Records from a point annotation dataset
-- begin --
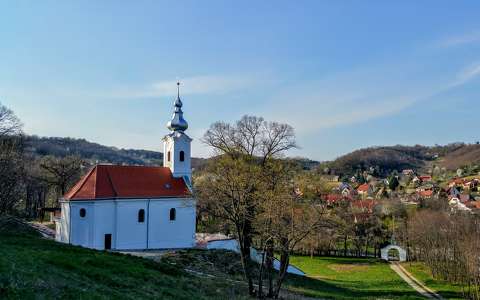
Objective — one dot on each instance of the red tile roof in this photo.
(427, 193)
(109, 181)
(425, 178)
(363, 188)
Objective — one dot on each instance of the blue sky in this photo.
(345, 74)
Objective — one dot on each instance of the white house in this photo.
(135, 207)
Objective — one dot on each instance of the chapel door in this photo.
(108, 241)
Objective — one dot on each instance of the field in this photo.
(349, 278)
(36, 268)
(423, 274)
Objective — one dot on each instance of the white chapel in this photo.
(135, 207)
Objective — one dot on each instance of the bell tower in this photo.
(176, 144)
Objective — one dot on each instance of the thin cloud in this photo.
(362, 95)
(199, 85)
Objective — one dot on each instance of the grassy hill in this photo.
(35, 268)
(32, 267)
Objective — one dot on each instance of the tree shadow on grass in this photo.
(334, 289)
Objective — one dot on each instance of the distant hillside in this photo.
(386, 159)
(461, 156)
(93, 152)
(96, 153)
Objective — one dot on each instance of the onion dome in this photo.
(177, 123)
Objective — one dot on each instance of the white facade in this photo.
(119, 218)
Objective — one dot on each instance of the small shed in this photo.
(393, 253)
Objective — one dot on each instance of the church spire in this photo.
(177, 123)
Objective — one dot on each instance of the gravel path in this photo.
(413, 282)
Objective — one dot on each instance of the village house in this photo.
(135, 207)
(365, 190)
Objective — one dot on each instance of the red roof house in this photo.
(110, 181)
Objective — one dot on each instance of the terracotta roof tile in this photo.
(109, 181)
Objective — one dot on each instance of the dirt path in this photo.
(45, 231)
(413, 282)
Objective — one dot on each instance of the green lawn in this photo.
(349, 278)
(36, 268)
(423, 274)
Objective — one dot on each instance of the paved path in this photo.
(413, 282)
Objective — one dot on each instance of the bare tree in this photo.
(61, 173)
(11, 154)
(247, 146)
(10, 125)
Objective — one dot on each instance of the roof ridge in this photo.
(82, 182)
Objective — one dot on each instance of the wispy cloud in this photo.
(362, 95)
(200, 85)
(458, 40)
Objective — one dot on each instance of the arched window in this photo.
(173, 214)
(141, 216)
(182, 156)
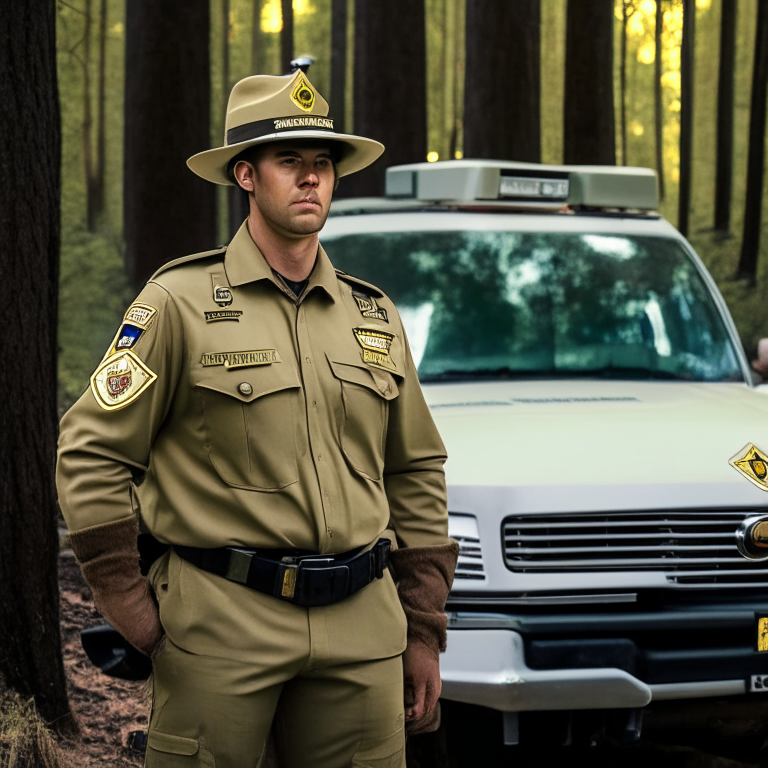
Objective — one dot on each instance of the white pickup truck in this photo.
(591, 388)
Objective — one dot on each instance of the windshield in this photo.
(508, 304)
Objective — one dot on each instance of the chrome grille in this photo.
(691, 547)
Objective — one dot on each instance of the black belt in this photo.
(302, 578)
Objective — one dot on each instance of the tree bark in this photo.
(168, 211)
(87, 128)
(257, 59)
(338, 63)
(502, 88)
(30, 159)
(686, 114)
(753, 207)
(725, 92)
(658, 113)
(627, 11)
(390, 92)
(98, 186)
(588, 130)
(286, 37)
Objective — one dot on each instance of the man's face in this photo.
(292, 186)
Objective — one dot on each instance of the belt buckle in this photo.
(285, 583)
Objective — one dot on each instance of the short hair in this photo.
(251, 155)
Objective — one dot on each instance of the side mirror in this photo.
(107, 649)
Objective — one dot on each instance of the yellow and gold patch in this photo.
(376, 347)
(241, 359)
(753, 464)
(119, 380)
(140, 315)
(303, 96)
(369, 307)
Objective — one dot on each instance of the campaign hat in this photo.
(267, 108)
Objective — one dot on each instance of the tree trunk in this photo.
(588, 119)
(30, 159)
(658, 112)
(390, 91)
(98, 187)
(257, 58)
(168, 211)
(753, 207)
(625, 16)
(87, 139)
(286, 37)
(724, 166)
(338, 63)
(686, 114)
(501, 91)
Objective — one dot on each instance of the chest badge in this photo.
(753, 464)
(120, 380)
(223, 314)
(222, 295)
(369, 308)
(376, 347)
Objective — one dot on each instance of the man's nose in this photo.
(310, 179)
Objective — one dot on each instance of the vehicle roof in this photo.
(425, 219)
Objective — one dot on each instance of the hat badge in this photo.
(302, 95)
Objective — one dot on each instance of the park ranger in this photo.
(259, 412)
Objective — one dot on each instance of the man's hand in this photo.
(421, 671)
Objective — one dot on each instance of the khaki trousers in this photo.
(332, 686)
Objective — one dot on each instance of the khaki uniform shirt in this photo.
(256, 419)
-- end --
-- begin --
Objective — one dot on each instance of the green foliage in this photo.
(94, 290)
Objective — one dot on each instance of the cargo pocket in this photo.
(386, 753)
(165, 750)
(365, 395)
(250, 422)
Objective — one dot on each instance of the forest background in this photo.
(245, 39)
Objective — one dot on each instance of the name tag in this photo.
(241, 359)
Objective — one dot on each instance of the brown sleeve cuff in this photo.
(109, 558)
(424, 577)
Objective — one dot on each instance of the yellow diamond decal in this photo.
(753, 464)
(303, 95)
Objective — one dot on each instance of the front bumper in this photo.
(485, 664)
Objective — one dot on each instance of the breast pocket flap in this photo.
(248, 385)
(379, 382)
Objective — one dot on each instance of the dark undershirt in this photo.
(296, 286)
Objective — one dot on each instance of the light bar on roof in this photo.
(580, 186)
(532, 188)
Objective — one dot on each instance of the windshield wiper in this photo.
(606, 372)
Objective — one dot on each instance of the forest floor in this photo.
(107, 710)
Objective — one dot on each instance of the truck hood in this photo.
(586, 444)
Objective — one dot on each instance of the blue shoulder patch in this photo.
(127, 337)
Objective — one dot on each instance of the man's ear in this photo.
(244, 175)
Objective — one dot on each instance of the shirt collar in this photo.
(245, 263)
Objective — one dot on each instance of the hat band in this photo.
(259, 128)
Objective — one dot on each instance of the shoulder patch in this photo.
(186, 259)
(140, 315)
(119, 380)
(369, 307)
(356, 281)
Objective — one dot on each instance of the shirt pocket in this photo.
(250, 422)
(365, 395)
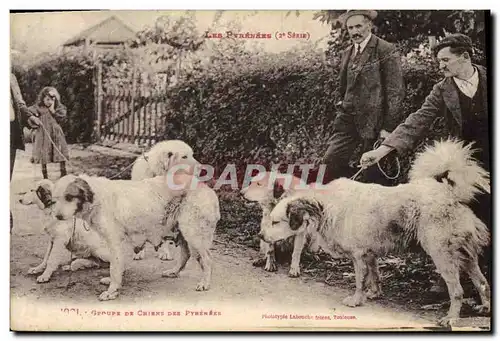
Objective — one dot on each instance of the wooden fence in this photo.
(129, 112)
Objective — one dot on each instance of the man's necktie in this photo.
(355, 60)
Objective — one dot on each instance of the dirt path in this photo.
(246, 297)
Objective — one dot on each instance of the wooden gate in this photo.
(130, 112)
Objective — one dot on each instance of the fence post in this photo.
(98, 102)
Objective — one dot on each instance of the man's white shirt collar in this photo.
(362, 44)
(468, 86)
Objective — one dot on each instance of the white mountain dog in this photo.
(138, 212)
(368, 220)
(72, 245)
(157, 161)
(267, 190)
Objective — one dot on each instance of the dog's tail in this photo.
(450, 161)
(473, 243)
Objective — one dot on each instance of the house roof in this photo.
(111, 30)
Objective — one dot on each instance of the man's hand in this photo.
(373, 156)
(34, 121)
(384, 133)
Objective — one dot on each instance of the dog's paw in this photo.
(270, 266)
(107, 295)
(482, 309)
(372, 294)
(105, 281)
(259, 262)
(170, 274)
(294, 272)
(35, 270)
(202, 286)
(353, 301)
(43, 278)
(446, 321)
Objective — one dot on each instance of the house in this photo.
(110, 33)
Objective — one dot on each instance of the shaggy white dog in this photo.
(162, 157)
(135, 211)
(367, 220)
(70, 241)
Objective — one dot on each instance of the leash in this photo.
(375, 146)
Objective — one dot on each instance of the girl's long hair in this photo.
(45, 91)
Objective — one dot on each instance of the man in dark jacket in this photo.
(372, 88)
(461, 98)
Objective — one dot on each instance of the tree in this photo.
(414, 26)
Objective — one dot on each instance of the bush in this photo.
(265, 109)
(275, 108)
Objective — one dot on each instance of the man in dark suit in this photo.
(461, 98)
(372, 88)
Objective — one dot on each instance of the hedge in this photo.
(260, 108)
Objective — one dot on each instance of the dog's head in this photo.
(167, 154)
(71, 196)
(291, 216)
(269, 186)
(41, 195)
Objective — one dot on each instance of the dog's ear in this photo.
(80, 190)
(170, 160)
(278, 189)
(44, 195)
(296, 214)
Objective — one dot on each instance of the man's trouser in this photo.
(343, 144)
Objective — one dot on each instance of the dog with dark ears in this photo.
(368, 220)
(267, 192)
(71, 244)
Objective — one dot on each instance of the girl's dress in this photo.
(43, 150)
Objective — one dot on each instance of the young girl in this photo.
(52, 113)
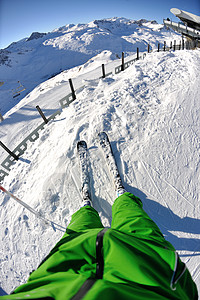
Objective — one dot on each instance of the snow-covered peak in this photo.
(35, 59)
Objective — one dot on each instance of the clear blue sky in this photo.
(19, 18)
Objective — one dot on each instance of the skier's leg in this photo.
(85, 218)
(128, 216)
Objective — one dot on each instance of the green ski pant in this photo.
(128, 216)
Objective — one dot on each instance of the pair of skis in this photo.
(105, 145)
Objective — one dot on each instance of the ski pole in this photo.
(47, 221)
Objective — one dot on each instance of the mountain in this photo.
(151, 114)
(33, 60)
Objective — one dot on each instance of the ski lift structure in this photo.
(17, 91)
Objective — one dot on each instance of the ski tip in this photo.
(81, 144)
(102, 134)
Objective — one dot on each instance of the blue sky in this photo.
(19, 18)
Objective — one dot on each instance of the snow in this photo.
-- end --
-- begin --
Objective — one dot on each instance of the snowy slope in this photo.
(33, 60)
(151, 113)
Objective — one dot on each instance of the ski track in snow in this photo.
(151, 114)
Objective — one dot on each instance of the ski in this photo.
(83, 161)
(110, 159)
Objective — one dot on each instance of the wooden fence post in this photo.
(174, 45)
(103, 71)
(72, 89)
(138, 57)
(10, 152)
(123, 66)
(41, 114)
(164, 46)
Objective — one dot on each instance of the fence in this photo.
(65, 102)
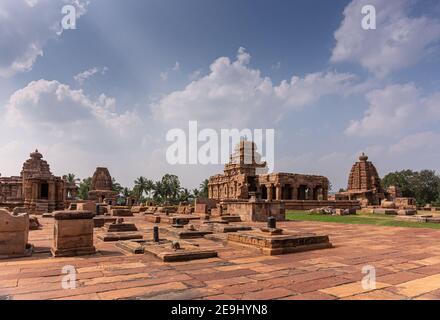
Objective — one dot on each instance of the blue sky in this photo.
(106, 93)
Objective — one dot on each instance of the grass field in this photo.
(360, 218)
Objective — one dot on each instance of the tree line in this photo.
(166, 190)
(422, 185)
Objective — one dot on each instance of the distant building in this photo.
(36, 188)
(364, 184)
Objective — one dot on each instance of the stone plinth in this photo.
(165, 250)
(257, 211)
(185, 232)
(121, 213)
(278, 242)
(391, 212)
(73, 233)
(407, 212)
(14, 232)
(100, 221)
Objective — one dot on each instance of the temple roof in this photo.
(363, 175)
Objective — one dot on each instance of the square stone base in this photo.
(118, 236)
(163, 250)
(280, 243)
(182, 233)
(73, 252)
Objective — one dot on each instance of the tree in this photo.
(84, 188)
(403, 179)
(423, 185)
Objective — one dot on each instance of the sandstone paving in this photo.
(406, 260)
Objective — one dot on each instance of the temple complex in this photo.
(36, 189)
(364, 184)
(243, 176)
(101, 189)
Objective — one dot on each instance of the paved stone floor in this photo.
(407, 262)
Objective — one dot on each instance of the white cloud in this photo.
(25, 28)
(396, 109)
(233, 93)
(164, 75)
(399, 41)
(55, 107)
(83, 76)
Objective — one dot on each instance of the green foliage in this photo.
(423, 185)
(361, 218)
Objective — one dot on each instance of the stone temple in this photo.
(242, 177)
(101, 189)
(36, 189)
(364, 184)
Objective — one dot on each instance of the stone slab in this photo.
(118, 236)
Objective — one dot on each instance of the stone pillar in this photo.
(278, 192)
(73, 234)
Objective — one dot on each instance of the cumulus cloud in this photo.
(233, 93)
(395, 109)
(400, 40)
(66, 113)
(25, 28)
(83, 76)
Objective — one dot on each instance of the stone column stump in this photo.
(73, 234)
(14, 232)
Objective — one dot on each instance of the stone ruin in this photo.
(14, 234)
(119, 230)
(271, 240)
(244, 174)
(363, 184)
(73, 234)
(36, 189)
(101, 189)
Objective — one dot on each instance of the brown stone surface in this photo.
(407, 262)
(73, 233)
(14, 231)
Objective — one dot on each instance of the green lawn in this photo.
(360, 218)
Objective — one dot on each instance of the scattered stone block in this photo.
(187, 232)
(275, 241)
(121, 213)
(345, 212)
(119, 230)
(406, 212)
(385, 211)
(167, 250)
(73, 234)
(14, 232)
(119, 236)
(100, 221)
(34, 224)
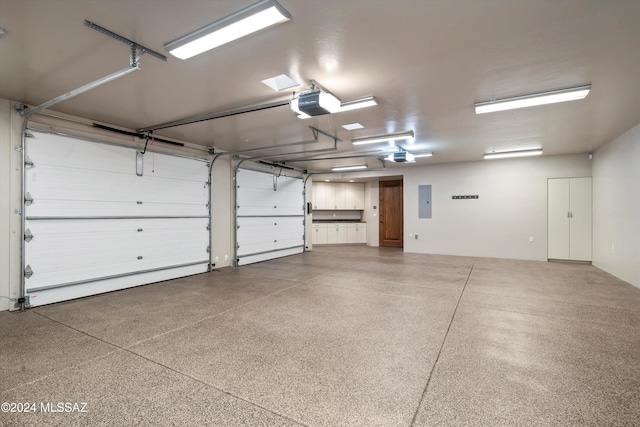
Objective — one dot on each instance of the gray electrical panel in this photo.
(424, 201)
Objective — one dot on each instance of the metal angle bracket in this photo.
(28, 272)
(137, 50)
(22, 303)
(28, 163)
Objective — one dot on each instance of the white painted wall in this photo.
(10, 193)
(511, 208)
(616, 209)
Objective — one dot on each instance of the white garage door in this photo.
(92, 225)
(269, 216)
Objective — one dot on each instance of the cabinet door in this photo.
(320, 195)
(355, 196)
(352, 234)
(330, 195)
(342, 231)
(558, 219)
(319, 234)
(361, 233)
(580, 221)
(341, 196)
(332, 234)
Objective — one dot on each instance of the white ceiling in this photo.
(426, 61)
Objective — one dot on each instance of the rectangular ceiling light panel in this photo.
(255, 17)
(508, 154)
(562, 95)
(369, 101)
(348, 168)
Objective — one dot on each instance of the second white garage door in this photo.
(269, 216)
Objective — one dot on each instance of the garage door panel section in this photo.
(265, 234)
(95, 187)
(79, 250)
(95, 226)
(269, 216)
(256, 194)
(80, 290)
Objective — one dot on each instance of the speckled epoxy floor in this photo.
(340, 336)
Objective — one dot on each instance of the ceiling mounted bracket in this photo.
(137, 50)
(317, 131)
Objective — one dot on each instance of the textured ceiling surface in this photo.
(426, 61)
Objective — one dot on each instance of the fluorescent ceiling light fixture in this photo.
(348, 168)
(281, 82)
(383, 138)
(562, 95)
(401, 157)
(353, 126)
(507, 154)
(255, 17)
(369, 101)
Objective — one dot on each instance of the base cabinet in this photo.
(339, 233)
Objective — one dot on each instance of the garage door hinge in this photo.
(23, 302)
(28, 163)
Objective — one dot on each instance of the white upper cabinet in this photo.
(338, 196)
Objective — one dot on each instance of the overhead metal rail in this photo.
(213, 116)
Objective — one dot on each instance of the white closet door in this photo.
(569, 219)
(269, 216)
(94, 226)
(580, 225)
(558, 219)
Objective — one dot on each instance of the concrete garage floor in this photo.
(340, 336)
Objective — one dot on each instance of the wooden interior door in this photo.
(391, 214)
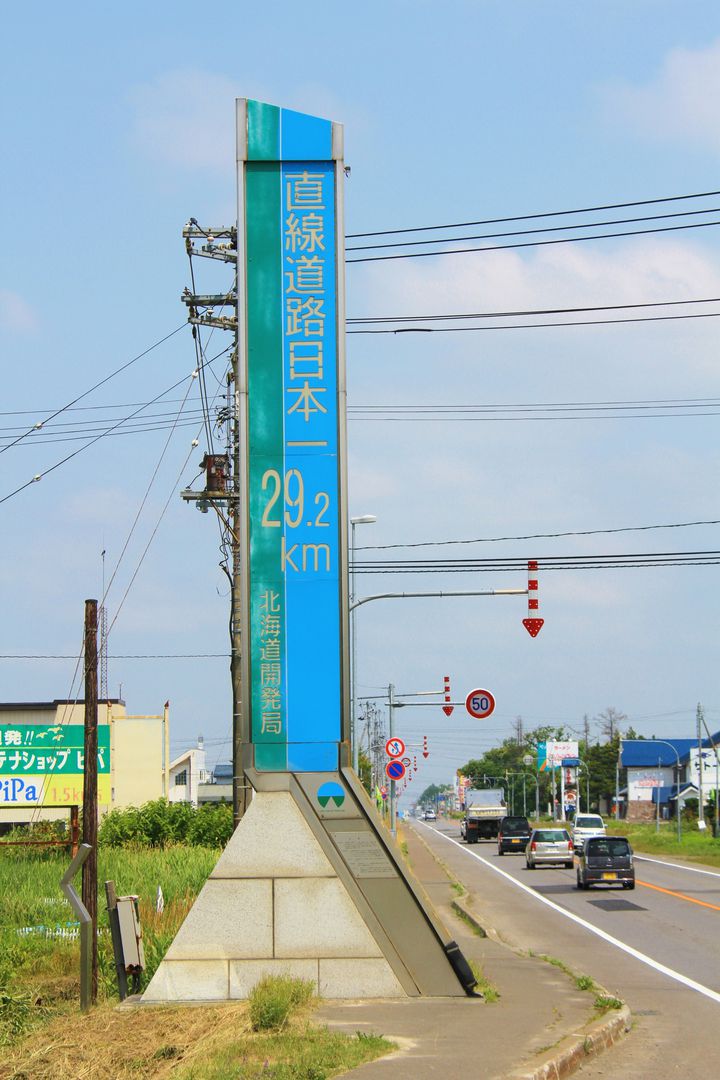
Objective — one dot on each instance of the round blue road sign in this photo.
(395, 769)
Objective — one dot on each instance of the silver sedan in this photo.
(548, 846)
-- end --
**To do**
Return each line of the data above that contains the word "post".

**Solution to the problem**
Objective — one dot on each instance of the fence post in this photo.
Objective — one dot on each instance of the wooden fence post in this photo.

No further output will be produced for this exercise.